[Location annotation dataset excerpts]

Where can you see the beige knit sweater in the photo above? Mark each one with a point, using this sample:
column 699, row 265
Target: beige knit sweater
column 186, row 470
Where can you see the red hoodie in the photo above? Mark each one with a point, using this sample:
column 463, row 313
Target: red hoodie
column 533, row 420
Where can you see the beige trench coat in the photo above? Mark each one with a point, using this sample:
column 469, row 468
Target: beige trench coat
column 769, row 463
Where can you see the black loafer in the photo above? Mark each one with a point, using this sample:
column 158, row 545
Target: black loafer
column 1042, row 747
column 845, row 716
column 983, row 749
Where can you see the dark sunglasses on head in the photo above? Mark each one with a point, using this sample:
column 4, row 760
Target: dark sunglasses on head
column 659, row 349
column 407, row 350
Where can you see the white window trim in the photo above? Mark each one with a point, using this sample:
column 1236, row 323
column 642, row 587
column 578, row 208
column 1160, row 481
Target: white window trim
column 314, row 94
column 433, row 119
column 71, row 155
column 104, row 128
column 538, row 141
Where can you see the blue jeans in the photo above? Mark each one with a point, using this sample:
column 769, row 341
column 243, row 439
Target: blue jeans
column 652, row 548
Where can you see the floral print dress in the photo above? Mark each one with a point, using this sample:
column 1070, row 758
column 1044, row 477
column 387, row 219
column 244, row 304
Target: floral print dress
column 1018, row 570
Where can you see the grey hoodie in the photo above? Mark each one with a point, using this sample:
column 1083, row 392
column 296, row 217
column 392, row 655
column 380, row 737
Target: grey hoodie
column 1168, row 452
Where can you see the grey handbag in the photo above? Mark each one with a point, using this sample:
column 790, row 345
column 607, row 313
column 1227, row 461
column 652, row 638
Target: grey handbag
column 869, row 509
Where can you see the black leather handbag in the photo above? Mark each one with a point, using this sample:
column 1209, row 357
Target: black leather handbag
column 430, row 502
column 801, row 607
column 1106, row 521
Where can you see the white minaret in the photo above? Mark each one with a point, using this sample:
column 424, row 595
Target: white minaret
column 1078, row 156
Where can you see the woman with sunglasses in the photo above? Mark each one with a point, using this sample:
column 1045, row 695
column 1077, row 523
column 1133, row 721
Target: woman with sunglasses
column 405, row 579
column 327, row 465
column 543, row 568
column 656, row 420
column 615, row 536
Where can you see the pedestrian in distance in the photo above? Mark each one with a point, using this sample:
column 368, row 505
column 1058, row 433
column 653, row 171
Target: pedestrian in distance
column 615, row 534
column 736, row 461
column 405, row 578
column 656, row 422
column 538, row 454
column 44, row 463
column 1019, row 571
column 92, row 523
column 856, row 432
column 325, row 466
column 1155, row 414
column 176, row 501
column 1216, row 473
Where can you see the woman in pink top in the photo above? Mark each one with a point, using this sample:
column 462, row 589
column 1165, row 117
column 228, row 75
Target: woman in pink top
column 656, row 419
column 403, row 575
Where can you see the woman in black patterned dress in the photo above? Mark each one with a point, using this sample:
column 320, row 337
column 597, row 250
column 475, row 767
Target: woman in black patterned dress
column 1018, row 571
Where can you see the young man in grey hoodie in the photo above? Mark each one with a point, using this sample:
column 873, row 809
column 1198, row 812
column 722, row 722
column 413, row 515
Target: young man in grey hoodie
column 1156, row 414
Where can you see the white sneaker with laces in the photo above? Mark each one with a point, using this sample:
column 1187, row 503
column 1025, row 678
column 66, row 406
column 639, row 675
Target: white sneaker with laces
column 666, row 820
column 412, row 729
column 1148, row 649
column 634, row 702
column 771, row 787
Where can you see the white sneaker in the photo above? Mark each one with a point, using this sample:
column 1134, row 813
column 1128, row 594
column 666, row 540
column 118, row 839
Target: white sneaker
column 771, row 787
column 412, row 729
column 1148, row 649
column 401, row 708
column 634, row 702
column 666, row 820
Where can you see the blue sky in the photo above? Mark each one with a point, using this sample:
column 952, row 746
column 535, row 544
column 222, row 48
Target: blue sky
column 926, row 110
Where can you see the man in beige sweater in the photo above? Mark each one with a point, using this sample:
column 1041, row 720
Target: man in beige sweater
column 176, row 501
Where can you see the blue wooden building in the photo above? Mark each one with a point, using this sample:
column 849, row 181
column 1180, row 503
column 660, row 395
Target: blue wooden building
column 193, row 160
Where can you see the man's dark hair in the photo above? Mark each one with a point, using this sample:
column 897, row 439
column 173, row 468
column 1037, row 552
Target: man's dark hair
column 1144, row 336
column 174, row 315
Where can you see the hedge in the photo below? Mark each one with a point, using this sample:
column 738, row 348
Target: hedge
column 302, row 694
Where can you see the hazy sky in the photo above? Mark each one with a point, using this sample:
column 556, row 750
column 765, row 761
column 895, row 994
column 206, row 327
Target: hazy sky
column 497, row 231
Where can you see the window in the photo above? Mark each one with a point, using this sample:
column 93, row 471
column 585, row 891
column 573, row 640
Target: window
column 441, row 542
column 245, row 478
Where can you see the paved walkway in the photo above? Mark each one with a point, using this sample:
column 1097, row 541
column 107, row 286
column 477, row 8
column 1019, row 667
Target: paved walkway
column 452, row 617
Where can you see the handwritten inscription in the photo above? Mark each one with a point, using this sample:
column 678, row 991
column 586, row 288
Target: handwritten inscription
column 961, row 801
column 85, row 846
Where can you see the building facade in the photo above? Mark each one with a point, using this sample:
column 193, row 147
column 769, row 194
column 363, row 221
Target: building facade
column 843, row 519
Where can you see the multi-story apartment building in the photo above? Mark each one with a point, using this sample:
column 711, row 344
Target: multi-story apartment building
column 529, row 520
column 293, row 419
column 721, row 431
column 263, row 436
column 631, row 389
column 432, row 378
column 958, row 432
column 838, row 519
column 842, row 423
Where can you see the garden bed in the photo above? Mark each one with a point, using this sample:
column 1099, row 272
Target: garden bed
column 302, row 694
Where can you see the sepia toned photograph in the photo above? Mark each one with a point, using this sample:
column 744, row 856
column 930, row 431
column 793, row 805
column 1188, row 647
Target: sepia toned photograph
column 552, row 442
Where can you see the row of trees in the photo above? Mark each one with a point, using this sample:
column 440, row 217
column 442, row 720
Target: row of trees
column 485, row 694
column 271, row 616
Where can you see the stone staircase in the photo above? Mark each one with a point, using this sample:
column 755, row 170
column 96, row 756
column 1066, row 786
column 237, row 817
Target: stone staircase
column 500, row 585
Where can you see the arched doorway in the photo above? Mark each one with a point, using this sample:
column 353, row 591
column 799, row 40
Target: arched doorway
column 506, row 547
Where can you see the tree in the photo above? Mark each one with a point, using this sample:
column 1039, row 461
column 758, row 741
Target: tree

Exercise task = Write out the entries above word for word.

Task result =
Where can you see the beige knit sweater in the photo above? Mark each one with a point, using this sample:
column 699, row 265
Target: beige knit sweater
column 186, row 470
Where can you see the red hoodie in the photo above? Mark each one with a point, using this sample:
column 463, row 313
Target: red hoodie
column 533, row 420
Where can you see the beige trench coat in the photo above? Mark each one with a point, using this sample:
column 469, row 468
Target: beige trench coat
column 769, row 463
Where can you see the black loafer in the photo above? Mark each one with a point, using this sample:
column 158, row 545
Target: black loafer
column 1042, row 747
column 845, row 716
column 983, row 749
Where can you see the dark sunglasses on head in the photo above? Mark each one with a point, using this sample:
column 4, row 760
Target: dark sunglasses on head
column 659, row 349
column 407, row 350
Where can you see the white window trim in the photo above? Mark each one with a point, using this sample:
column 1236, row 323
column 642, row 587
column 578, row 208
column 1160, row 481
Target: white window trim
column 314, row 94
column 433, row 119
column 71, row 155
column 104, row 128
column 538, row 141
Where can you see the blue jeans in the photo above? Mark each one with a point, using this sample:
column 769, row 341
column 243, row 439
Target: blue jeans
column 652, row 548
Where can you see the floral print dress in the photo above? Mark each one with a point, using this sample:
column 1070, row 758
column 1044, row 477
column 387, row 219
column 244, row 304
Target: floral print dress
column 1018, row 570
Where can you see the grey hoodie in the photo above? Mark each one with a point, using this sample:
column 1083, row 392
column 296, row 217
column 392, row 655
column 380, row 737
Target: grey hoodie
column 1168, row 452
Where can you see the grey handbag in the photo above? Mark each one with a point, using this sample:
column 790, row 345
column 607, row 313
column 1227, row 461
column 652, row 638
Target: grey handbag
column 869, row 509
Where can you see the black leather handbag in the photo above? Mark each one with a point, using this sample:
column 1209, row 357
Target: black leather handbag
column 430, row 502
column 801, row 607
column 1106, row 521
Where can you see the white minaret in the photo above? Mark each one with a point, using this sample:
column 424, row 595
Target: white minaret
column 1078, row 156
Where can you see the woman with sunglasses in the photo above? Mark each one with a point, using this sample:
column 1045, row 695
column 1077, row 523
column 1133, row 721
Target: woman with sunglasses
column 405, row 579
column 327, row 465
column 543, row 568
column 656, row 420
column 615, row 536
Where can you see the pedestrian in distance in the photo above? Mark each one with a point, using this sample:
column 368, row 505
column 1058, row 433
column 653, row 171
Target: pedestrian in distance
column 615, row 534
column 736, row 461
column 405, row 578
column 656, row 422
column 538, row 454
column 44, row 463
column 1019, row 571
column 92, row 523
column 856, row 432
column 325, row 466
column 1155, row 414
column 176, row 501
column 1216, row 473
Where can you see the woman in pink top in the photo above? Mark each one with a point, using this sample:
column 462, row 589
column 1165, row 117
column 228, row 75
Target: woman in pink top
column 656, row 419
column 403, row 575
Where can you see the woman in black patterned dress in the photo above? Mark each one with a point, using this sample:
column 320, row 337
column 597, row 250
column 475, row 767
Target: woman in black patterned dress
column 1018, row 571
Where can you see the young man in grey hoodie in the photo above? Mark each one with a point, using this sample:
column 873, row 809
column 1198, row 812
column 722, row 722
column 413, row 515
Target: young man in grey hoodie
column 1156, row 414
Where can you see the white sneaker with laces in the photo above? Mark each one with a point, using this sample:
column 1187, row 503
column 1025, row 678
column 66, row 406
column 639, row 675
Target: white sneaker with laces
column 666, row 820
column 412, row 729
column 1148, row 649
column 634, row 702
column 771, row 787
Where can you see the white sneaker in the photo above? Mark each one with a point, using this sample:
column 1134, row 813
column 1128, row 594
column 666, row 540
column 118, row 839
Target: white sneaker
column 771, row 787
column 412, row 729
column 1148, row 649
column 401, row 708
column 634, row 702
column 666, row 820
Where can you see the blue sky in the photo above? Mark each one with a point, using this sample:
column 952, row 746
column 535, row 544
column 222, row 48
Target: blue sky
column 926, row 110
Where can you see the man in beige sweater in the photo above? Mark each one with a point, using this sample:
column 1041, row 720
Target: man in beige sweater
column 176, row 501
Where can you see the blue wooden building in the photo above? Mark each one with a point, using this sample:
column 849, row 181
column 1180, row 503
column 660, row 395
Target: blue wooden building
column 193, row 160
Where can you see the man's dark hair in the photo above? Mark each one with a point, using this sample:
column 897, row 439
column 173, row 468
column 1037, row 552
Target: man's dark hair
column 1144, row 336
column 174, row 315
Where can you see the hedge in the photo below? Mark each one with a point, using this sample:
column 738, row 348
Target: hedge
column 302, row 694
Where can you see the hazy sky in the photo above? Mark each one with a point, using this sample:
column 556, row 750
column 765, row 761
column 895, row 994
column 206, row 327
Target: hazy sky
column 497, row 231
Where can you see the window in the photo above? Mark each one with a point, using this sample:
column 93, row 471
column 585, row 891
column 573, row 640
Target: window
column 441, row 542
column 245, row 478
Where can you see the paved walkway in the photo above? Mark each one with a point, using this sample:
column 1097, row 541
column 107, row 286
column 477, row 8
column 1019, row 667
Target: paved walkway
column 452, row 617
Where can you see the handwritten inscription in the photo above? Mark each one with a point, using this sample:
column 678, row 991
column 586, row 288
Target: handwritten inscription
column 961, row 801
column 85, row 846
Where can you see the building facade in the photo above? Mark each one with a point, using this sample:
column 193, row 147
column 769, row 194
column 363, row 221
Target: building facade
column 843, row 519
Where can you see the multi-story apartment building in the photo above? Mark each one with a point, using this sample:
column 711, row 344
Target: multi-story apartment building
column 529, row 520
column 293, row 419
column 721, row 431
column 263, row 436
column 631, row 389
column 432, row 378
column 958, row 432
column 838, row 519
column 842, row 423
Where can you see the garden bed in the photo above? Mark each one with a point, using this sample:
column 1099, row 272
Target: garden bed
column 302, row 694
Where can you see the sepia toned photograph in the photo above? Mark each one with a point, using this sample:
column 744, row 856
column 930, row 431
column 793, row 805
column 1188, row 647
Target: sepia toned photograph
column 552, row 442
Where can you see the row of trees in the photo above? Mark each one with a point, using this sample:
column 440, row 217
column 442, row 720
Target: row of trees
column 485, row 694
column 271, row 616
Where can you see the stone staircase in the photo above? Mark each one with a point, using this sample:
column 755, row 170
column 96, row 756
column 1066, row 786
column 237, row 817
Target: stone staircase
column 500, row 585
Where can you see the arched doorway in the photo above? Mark each one with a point, using this sample:
column 353, row 591
column 799, row 40
Target: arched doorway
column 506, row 547
Where can you see the tree in the photo above? Mark each one with a point, using this sample:
column 1039, row 461
column 758, row 741
Target: tree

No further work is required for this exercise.